**AIM OF THE TASK**
A word-for-word restatement of every record is required.

**RAW DATA**
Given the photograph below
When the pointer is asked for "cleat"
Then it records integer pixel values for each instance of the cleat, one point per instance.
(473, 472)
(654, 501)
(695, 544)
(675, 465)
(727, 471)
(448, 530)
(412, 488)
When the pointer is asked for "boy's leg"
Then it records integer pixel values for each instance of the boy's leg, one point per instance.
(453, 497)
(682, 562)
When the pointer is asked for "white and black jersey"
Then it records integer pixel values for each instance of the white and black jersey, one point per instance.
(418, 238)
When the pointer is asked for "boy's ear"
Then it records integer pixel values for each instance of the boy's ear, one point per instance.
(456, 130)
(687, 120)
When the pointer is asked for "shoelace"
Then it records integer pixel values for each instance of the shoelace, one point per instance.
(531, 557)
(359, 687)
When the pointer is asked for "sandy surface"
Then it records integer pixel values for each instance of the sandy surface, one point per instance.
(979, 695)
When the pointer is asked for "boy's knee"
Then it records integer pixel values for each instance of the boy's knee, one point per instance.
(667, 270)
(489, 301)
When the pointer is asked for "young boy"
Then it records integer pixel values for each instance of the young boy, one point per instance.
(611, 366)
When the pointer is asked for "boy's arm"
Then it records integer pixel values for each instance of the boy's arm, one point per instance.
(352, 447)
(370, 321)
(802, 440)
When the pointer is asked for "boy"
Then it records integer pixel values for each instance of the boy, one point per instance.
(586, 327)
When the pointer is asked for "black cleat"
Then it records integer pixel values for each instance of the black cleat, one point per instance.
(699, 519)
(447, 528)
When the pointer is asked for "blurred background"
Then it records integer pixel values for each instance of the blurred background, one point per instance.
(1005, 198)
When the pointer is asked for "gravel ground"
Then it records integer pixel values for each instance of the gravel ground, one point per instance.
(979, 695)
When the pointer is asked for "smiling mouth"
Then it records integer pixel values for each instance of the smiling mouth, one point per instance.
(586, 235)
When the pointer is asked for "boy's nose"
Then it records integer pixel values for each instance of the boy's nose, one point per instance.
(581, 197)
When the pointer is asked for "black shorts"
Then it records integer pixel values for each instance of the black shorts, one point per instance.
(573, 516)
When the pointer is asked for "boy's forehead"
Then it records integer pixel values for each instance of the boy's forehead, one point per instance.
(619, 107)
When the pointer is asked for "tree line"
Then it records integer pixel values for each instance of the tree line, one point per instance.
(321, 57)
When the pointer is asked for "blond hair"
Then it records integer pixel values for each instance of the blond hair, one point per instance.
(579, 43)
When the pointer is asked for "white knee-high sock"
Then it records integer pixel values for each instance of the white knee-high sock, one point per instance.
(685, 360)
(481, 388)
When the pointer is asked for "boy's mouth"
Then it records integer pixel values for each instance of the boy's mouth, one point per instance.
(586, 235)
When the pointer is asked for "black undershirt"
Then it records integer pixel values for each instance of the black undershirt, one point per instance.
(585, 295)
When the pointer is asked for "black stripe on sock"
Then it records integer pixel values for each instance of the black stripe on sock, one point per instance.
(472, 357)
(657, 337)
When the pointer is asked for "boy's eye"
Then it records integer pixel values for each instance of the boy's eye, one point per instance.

**RESULT OF THE TASK**
Given the photograph below
When the pointer is asked for "cleat"
Then it records integer pixel values for each instance of the cleat, one point per instance.
(473, 472)
(654, 501)
(695, 544)
(675, 465)
(727, 471)
(448, 530)
(412, 488)
When the pointer is asked for "boy's leg"
Then it records integer pixel values for each instance of the boy's leg, one point per instance.
(453, 497)
(682, 562)
When the pointer is asked for "white and black jersey"
Then it records integer pixel values for each instance of the white and black jersey, one point per instance.
(418, 238)
When the pointer is asked for "boy's ear"
Then it records integer pixel values for each instance of the boy's ear, one point per instance.
(456, 130)
(687, 120)
When the pointer is asked for "shoelace"
Then it records integer pixel values for each instance of the shoelace, one point per instance.
(531, 557)
(359, 687)
When the pointer is asked for "sandy surface"
Then it records integer pixel values for each instance of the sandy surface, one point per instance.
(979, 695)
When the pointer is asked for "boy's knee"
Then it records integer pixel values for each instance of the boy's knee, one point per instance.
(667, 270)
(489, 301)
When the pointer is asked for "young boy"
Then it records integer pixel values for each instance of the young boy, one point per instance.
(611, 366)
When the pointer is asked for "boy's arm"
Then it records integer pixel values for each instance of the boy's arm, one point per instance.
(352, 447)
(370, 321)
(802, 440)
When the pointer is asked for "boy"
Then it records integer pixel values for each instance of the boy, one point per instance.
(586, 327)
When the pointer is asked for "black cleat"
Then it records integer pixel values for each instance of the black cleat, one point per instance.
(699, 519)
(447, 528)
When the pointer is asked for "blurred background"
Then it records integer pixel values for each instance of the blurred background, one point per instance.
(1005, 198)
When the pointer is asked for "gravel ground"
Then it records integer pixel values for each instance of the gravel ground, one point per instance.
(979, 695)
When the pointer is asked for "smiling mouth"
Then it records integer pixel values for each instance of the smiling mouth, one point per instance.
(586, 235)
When the pointer is asked for "boy's nose"
Then it records integer pixel values for each instance of the boy's nose, one point per instance.
(581, 197)
When the pointer is asked for "black shorts"
Then it records integer pixel values for each instance of the black shorts, one point per instance.
(573, 516)
When the pointer is asked for "boy's forehead"
Then it records integer pixel values for each instance of the boy's forehead, one point per instance.
(619, 107)
When the pointer is asked for "tree line"
Then it records integer pixel values for each instance of the tree line, one point per instance.
(321, 57)
When the pointer is asked for "blond hair"
Then it records integer pixel values for each instance of the blond hair, one point per instance.
(579, 43)
When the pointer is asked for "white knee-high sock"
Then it records integer pixel values for each instance of the white knee-high sock, one point per instance.
(685, 360)
(481, 388)
When the pointer is asked for "boy's mouth"
Then it records integer pixel values for each instance of the boy's mouth, one point per instance.
(586, 235)
When the pointer is asked for "black undershirt"
Then it records integer pixel values for each instance of the black undershirt, one point per instance.
(585, 295)
When the pointer is asked for "black stripe on sock"
Then it records integer pixel values for each instance of the black stripe on sock, one point per instance.
(472, 357)
(657, 337)
When the pointer is asked for "boy's eye"
Then it records integer pixel values for each instance of the boy's eye, one point per instance.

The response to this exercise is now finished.